Report every line of the material below that contains the word "duck", copying each line in full; case counts.

══ Record excerpts

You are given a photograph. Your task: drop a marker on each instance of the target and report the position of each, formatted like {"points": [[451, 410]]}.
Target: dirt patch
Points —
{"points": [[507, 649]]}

════
══ Record excerpts

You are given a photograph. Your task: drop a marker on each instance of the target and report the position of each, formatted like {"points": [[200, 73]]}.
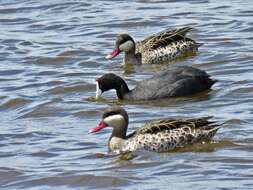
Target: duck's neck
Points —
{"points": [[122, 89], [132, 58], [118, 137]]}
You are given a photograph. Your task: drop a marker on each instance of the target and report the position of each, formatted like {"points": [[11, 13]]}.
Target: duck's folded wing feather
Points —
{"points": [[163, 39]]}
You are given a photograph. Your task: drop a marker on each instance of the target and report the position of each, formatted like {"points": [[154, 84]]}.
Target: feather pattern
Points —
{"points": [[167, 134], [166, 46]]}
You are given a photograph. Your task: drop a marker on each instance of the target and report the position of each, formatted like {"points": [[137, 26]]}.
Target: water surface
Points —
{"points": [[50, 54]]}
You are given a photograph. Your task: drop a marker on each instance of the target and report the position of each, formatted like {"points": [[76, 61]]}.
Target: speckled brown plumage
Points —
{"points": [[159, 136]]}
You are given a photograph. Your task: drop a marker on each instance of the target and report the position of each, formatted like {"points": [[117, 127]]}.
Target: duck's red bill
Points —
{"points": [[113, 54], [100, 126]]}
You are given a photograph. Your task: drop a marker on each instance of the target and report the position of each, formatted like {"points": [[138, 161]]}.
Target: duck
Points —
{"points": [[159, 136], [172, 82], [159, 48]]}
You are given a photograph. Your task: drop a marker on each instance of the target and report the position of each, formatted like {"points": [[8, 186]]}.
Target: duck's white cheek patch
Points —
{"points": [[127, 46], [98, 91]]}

════
══ Record excerpts

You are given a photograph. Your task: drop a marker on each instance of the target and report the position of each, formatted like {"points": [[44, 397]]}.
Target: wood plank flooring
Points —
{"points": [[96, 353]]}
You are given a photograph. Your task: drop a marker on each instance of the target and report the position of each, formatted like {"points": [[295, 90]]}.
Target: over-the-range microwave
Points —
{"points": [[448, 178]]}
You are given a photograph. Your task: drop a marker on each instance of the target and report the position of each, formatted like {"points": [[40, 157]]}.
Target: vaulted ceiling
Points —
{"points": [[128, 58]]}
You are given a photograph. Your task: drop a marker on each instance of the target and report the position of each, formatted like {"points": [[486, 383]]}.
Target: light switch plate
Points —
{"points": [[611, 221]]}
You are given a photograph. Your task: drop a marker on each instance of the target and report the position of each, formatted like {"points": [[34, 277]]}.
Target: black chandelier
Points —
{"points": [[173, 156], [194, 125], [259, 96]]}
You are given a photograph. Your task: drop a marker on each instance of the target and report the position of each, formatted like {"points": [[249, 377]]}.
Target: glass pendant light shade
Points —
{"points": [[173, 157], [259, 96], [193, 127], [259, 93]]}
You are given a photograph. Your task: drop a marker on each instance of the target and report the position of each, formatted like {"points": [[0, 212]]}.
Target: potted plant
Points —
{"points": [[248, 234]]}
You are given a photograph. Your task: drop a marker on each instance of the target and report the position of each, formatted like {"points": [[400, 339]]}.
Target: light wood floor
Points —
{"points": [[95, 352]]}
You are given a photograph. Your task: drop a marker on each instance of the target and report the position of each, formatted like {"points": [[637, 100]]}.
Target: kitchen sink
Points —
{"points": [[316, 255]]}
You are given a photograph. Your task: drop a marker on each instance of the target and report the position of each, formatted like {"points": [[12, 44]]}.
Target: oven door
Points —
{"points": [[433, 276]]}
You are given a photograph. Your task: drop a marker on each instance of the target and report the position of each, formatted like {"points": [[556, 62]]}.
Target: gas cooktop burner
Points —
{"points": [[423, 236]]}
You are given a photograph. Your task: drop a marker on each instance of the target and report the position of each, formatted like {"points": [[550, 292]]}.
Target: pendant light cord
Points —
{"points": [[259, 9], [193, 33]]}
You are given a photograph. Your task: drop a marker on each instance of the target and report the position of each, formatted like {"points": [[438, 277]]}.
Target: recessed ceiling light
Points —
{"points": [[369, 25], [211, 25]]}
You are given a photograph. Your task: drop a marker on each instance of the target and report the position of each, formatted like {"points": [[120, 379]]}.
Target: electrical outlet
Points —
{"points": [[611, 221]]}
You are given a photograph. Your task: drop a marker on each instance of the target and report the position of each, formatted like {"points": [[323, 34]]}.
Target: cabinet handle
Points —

════

Answer below:
Target: duck's neck
Target: duck's folded wing feather
Target: duck's red bill
Target: duck
Target: duck's white cheek patch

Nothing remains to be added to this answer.